**The task:** Transcribe the stretch of the blog posts from "While the website" through "RSS feed soon." word for word.

Speaking About Electronic Discovery at Shmoocon

Posted in Information Security, Technology, e-discovery on January 15th, 2008 by admin – 2 Comments

While the website doesn’t reflect it yet, I received word that I’ll be presenting at Shmoocon 2008.  I’ll be talking about how the e-discovery process works, how organizations can reduce the cost of litigation, and how truly frightening the security surrounding e-discovery is.If you’re going to be there and would like to get together for a beverage…drop me a line. ###On a theoretically related note, the video and audio for my talks at DEFCON 15 should be available in their RSS feed soon. 

Data, Warranty Service and You

Posted in Apple, Information Security, Privacy, Technology on January 2nd, 2008 by admin – Be the first to comment

A couple years ago my trusty Dell laptop started to take a turn for the worst. Like many Windows users I could see the telltale signs that things were up. Our old friend, the Blue Screen of Death, reared its ugly head a few times and the system felt unstable in general. This was well outside my reinstall cycle so I quickly ran a full backup to make sure I didn’t lose everything and within an hour there was a lovely clicking noise coming from the hard disc.

**Dataset excerpts:**
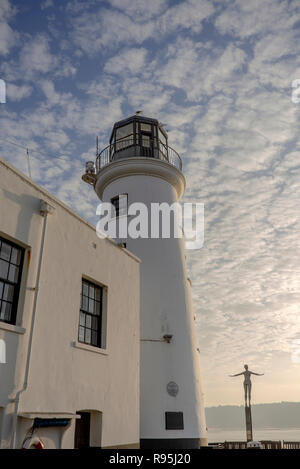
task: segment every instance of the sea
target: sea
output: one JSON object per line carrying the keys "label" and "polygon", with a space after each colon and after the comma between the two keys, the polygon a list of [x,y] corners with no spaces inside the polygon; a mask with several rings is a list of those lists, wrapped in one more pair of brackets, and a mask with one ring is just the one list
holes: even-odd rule
{"label": "sea", "polygon": [[[253,440],[300,441],[300,428],[253,428]],[[246,431],[222,428],[208,429],[209,443],[222,443],[224,441],[246,441]]]}

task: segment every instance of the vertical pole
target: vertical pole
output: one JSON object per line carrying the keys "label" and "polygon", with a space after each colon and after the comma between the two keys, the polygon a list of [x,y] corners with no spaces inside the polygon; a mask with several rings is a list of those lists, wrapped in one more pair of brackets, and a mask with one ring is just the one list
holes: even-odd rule
{"label": "vertical pole", "polygon": [[247,442],[253,441],[253,432],[252,432],[252,415],[251,415],[251,404],[245,403],[245,417],[246,417],[246,437]]}

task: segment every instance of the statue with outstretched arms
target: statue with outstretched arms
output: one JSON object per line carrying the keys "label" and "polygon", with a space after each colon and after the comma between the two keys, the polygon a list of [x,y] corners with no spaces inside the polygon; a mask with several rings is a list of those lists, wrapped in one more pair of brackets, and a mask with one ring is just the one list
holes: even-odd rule
{"label": "statue with outstretched arms", "polygon": [[244,391],[245,391],[245,405],[247,405],[247,397],[249,399],[249,405],[251,401],[251,375],[256,375],[256,376],[263,376],[264,373],[254,373],[254,371],[250,371],[248,369],[248,365],[244,365],[245,371],[242,371],[241,373],[237,373],[236,375],[229,375],[230,378],[234,378],[235,376],[241,376],[244,375]]}

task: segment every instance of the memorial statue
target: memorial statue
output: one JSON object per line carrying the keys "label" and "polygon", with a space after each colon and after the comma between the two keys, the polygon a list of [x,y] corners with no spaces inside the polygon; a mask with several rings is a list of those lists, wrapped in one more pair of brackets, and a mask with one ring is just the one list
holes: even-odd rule
{"label": "memorial statue", "polygon": [[248,365],[244,365],[245,371],[242,371],[242,373],[237,373],[236,375],[229,375],[230,378],[234,378],[235,376],[241,376],[244,375],[244,391],[245,391],[245,406],[247,406],[247,397],[249,400],[249,405],[251,402],[251,375],[256,375],[256,376],[263,376],[264,373],[254,373],[254,371],[248,370]]}

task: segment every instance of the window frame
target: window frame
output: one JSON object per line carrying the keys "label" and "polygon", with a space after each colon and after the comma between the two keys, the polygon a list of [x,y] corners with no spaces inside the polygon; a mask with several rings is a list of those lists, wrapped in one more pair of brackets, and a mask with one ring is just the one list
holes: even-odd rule
{"label": "window frame", "polygon": [[[126,213],[121,213],[120,214],[120,197],[123,196],[123,197],[126,197]],[[114,201],[118,201],[118,205],[116,207],[116,205],[114,204]],[[115,217],[116,218],[119,218],[119,217],[124,217],[126,215],[128,215],[128,194],[127,193],[123,193],[123,194],[118,194],[116,195],[115,197],[112,197],[110,199],[110,203],[114,206],[115,208]]]}
{"label": "window frame", "polygon": [[[2,290],[1,296],[0,296],[0,314],[1,314],[2,301],[5,301],[6,303],[11,304],[10,320],[0,318],[0,322],[5,323],[5,324],[12,324],[12,325],[15,326],[16,323],[17,323],[17,314],[18,314],[18,306],[19,306],[19,299],[20,299],[20,290],[21,290],[22,275],[23,275],[23,269],[24,269],[25,248],[23,246],[20,246],[19,244],[15,243],[13,241],[10,241],[9,239],[7,239],[7,238],[0,235],[0,254],[1,254],[1,249],[2,249],[2,243],[8,244],[11,248],[17,249],[20,252],[20,262],[19,262],[19,264],[16,264],[16,263],[12,262],[12,252],[13,252],[12,249],[11,249],[11,252],[10,252],[9,261],[6,261],[9,264],[8,275],[9,275],[10,265],[14,265],[14,266],[18,267],[19,272],[18,272],[17,281],[13,282],[13,281],[9,280],[8,278],[4,279],[4,277],[0,277],[0,282],[3,283],[3,290]],[[1,259],[1,260],[5,261],[4,259]],[[7,275],[7,277],[8,277],[8,275]],[[12,301],[7,301],[7,300],[3,299],[3,294],[4,294],[4,290],[5,290],[6,285],[10,285],[14,289],[13,290]]]}
{"label": "window frame", "polygon": [[[90,286],[94,287],[94,288],[97,288],[100,291],[100,295],[99,295],[100,296],[99,314],[96,314],[95,310],[94,310],[93,313],[88,311],[89,306],[87,307],[87,310],[83,308],[83,296],[87,298],[88,305],[89,305],[90,300],[93,300],[94,302],[97,301],[97,300],[95,300],[95,295],[94,295],[94,298],[92,298],[91,296],[83,295],[83,285],[84,285],[84,283],[88,284],[88,287],[89,287],[88,295],[90,293]],[[88,345],[90,347],[96,347],[96,348],[100,348],[100,349],[104,348],[105,340],[103,339],[103,327],[104,327],[104,324],[103,324],[103,318],[104,318],[103,310],[104,310],[104,287],[102,285],[99,285],[99,284],[85,278],[85,277],[82,277],[81,278],[81,294],[80,294],[78,334],[77,334],[77,340],[78,340],[79,344],[84,344],[84,345]],[[84,316],[85,316],[84,325],[81,324],[81,314],[84,314]],[[91,318],[90,319],[90,326],[87,326],[87,322],[86,322],[87,316],[89,316]],[[94,318],[97,318],[97,329],[93,328],[93,319]],[[84,329],[84,339],[83,340],[80,339],[80,328]],[[91,334],[90,342],[86,341],[86,330],[90,331],[90,334]],[[93,333],[93,331],[97,332],[97,336],[96,336],[97,337],[97,343],[96,344],[92,342],[92,337],[93,337],[92,333]]]}

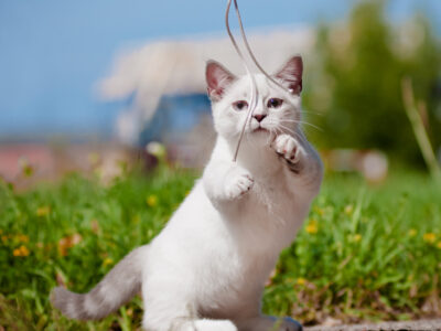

**Reply to the exercise:**
While the website doesn’t reflect it yet, I received word that I’ll be presenting at Shmoocon 2008.  I’ll be talking about how the e-discovery process works, how organizations can reduce the cost of litigation, and how truly frightening the security surrounding e-discovery is.If you’re going to be there and would like to get together for a beverage…drop me a line. ###On a theoretically related note, the video and audio for my talks at DEFCON 15 should be available in their RSS feed soon.